#### [What the exercise asks]
State how many lines in the items below contain the string "patient". Reply with the number alone.

-- BEGIN Task data --

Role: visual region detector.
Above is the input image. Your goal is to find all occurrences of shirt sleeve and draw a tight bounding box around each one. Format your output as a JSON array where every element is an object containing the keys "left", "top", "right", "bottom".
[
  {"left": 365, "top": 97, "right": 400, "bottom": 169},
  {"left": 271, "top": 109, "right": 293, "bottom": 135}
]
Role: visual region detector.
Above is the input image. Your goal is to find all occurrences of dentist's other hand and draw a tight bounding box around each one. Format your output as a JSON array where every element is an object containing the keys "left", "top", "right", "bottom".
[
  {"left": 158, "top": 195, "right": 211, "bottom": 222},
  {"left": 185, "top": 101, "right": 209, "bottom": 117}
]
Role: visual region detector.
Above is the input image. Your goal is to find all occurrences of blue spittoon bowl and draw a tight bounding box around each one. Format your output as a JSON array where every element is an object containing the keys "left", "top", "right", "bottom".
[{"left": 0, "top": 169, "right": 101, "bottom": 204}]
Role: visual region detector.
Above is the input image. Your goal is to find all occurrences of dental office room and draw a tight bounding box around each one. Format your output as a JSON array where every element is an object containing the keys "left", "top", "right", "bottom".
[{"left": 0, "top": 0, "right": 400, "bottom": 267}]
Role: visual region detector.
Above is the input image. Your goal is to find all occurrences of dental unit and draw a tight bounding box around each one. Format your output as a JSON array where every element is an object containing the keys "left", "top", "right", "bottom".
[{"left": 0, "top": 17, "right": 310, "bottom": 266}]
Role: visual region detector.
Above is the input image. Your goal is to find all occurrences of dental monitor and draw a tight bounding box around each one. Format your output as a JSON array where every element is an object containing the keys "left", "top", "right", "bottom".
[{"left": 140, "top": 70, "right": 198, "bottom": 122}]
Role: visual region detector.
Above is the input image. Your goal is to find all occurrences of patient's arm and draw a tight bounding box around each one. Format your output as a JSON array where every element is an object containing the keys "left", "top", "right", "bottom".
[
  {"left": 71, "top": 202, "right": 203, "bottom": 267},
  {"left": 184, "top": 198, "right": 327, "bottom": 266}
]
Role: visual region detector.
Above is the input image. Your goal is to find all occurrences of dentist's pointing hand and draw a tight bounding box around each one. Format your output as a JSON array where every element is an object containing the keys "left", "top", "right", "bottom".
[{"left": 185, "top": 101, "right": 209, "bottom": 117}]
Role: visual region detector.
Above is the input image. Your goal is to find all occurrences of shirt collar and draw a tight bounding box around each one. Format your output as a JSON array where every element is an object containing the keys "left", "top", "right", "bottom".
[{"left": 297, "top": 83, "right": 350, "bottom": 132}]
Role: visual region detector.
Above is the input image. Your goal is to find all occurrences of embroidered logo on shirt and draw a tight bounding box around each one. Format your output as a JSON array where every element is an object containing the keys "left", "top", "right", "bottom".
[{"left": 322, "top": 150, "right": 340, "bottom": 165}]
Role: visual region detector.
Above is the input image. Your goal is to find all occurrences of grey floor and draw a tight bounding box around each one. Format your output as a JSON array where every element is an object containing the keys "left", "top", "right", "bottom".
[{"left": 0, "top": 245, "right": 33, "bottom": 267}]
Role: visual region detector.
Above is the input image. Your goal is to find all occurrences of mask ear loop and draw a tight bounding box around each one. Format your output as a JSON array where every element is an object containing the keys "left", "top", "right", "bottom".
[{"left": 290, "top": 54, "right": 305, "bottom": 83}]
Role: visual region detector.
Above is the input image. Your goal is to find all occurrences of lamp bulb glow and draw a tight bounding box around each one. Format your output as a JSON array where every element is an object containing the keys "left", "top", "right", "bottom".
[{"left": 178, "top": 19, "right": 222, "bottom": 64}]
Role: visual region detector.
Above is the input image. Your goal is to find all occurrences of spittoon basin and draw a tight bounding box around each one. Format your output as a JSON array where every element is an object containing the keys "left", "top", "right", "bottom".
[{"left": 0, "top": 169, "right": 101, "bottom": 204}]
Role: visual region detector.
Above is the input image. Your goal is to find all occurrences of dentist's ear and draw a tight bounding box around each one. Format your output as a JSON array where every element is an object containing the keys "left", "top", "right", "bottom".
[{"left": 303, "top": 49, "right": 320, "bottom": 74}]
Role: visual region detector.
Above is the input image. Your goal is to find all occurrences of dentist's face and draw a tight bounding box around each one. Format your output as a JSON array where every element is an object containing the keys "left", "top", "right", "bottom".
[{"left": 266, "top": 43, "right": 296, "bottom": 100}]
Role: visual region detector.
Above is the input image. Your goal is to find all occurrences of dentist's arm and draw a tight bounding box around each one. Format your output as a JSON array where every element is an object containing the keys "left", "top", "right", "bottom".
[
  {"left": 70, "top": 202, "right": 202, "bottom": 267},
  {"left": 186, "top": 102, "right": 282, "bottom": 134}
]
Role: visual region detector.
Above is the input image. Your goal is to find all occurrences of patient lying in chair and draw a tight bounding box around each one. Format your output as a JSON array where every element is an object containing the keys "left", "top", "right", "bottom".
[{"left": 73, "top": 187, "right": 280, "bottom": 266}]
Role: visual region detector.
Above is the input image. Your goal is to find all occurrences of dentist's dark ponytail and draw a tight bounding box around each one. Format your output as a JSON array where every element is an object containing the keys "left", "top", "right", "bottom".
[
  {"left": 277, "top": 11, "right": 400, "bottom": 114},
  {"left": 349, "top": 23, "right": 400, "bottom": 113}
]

-- END Task data --

#### [Answer for this exercise]
2